— START OF DATA LISTING —

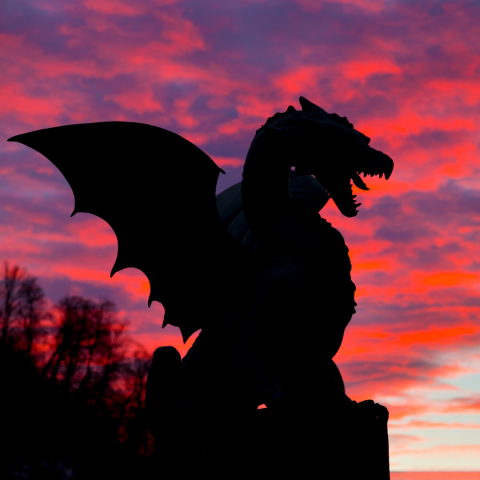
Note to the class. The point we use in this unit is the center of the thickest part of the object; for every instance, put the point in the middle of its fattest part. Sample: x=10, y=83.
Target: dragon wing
x=157, y=192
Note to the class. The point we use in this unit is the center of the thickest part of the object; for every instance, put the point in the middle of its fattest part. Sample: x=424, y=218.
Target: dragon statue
x=256, y=268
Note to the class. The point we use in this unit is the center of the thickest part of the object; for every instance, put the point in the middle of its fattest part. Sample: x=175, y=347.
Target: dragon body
x=267, y=281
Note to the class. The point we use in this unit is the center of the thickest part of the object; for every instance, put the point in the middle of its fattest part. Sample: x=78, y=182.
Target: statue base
x=276, y=444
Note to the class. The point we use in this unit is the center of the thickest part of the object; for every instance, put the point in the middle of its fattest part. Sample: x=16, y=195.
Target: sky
x=405, y=73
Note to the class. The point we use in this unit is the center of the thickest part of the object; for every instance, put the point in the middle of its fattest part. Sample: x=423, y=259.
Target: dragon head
x=327, y=146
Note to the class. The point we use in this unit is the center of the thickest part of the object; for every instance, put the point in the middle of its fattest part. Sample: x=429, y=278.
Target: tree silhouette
x=32, y=312
x=10, y=297
x=74, y=374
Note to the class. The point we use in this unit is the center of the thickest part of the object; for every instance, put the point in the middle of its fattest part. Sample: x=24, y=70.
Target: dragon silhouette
x=256, y=268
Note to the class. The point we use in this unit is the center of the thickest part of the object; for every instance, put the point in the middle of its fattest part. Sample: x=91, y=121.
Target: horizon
x=404, y=73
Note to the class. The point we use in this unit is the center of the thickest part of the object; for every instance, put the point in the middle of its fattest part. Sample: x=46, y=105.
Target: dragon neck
x=267, y=202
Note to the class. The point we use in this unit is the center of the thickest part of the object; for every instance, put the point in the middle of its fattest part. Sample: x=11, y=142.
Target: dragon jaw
x=327, y=146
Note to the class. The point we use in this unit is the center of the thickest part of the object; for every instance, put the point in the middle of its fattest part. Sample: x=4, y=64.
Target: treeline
x=74, y=380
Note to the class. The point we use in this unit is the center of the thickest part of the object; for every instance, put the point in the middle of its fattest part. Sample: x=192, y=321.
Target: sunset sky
x=405, y=73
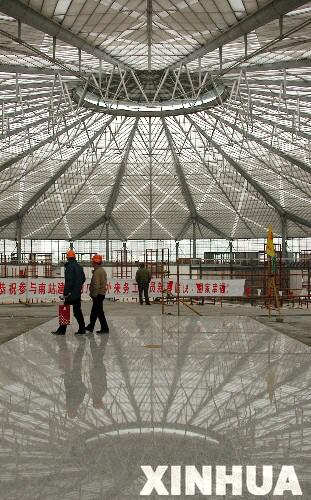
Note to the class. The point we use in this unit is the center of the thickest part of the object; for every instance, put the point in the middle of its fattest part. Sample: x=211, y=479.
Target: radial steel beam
x=24, y=128
x=277, y=124
x=149, y=31
x=30, y=203
x=272, y=149
x=31, y=17
x=50, y=138
x=184, y=229
x=106, y=217
x=214, y=177
x=252, y=182
x=117, y=229
x=266, y=14
x=34, y=70
x=274, y=66
x=185, y=189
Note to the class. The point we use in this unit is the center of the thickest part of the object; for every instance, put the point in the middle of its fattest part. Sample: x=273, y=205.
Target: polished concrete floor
x=79, y=416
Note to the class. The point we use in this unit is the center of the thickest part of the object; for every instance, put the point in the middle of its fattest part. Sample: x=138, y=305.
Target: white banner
x=42, y=289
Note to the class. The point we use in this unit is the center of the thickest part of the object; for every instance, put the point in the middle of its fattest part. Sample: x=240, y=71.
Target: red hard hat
x=97, y=259
x=71, y=254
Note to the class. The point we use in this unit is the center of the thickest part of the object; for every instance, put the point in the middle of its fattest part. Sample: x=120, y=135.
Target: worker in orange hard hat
x=74, y=279
x=98, y=287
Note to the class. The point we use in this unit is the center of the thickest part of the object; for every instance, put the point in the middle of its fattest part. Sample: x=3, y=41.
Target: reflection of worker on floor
x=98, y=374
x=74, y=386
x=270, y=377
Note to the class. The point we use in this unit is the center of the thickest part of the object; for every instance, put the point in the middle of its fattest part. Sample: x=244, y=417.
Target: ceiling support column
x=194, y=240
x=107, y=242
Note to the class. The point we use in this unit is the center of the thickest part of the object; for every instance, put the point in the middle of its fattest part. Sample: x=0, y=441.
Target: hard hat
x=71, y=254
x=97, y=259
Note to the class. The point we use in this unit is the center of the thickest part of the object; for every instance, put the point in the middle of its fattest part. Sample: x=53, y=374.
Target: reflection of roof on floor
x=82, y=414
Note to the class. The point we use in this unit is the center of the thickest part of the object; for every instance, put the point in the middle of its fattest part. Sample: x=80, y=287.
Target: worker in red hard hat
x=74, y=279
x=98, y=287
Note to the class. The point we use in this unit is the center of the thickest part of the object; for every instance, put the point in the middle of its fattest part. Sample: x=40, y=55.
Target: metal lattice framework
x=151, y=116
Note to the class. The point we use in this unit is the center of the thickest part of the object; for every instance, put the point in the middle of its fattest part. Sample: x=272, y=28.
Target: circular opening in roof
x=91, y=99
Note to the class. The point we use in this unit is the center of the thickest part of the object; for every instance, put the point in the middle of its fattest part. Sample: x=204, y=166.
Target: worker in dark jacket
x=143, y=277
x=74, y=279
x=98, y=288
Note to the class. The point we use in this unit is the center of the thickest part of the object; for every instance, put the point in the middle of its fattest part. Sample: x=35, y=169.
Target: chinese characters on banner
x=41, y=289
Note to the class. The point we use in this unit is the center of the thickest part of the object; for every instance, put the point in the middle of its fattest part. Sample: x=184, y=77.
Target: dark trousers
x=98, y=312
x=143, y=288
x=77, y=312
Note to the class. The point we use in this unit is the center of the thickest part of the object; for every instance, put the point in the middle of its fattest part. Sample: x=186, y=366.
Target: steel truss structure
x=155, y=120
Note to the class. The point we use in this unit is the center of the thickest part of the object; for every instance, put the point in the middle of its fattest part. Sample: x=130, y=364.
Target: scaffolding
x=122, y=263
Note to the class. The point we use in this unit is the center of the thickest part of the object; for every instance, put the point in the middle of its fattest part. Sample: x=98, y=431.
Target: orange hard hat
x=97, y=259
x=71, y=254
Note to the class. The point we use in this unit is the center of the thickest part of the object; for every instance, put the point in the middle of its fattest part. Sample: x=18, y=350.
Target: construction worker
x=143, y=277
x=98, y=287
x=74, y=279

— END OF DATA LISTING —

__THE REQUEST__
Rewrite the rows from the line containing "Sample: x=130, y=364." through the end of the rows, substituting "Label" for "Target" and leaving everything else unchanged.

__RESPONSE__
Note to the class. The point we use in this unit is the center of the thickest part of the object; for every instance, put the point in the middle of its fattest part. Sample: x=130, y=364.
Label: scaffolding
x=122, y=263
Note to the class. The point we use in this unit is the center of the thickest part of the object; for every instance, put the point in the middle of its fattest part. Sample: x=98, y=431.
Label: orange hard hat
x=97, y=259
x=71, y=254
Note to the class. The point we use in this unit is the center of the thickest part of the object; for every instance, put the point in the middle of its fattest part. Sample: x=18, y=350.
Label: construction worker
x=143, y=277
x=98, y=287
x=74, y=279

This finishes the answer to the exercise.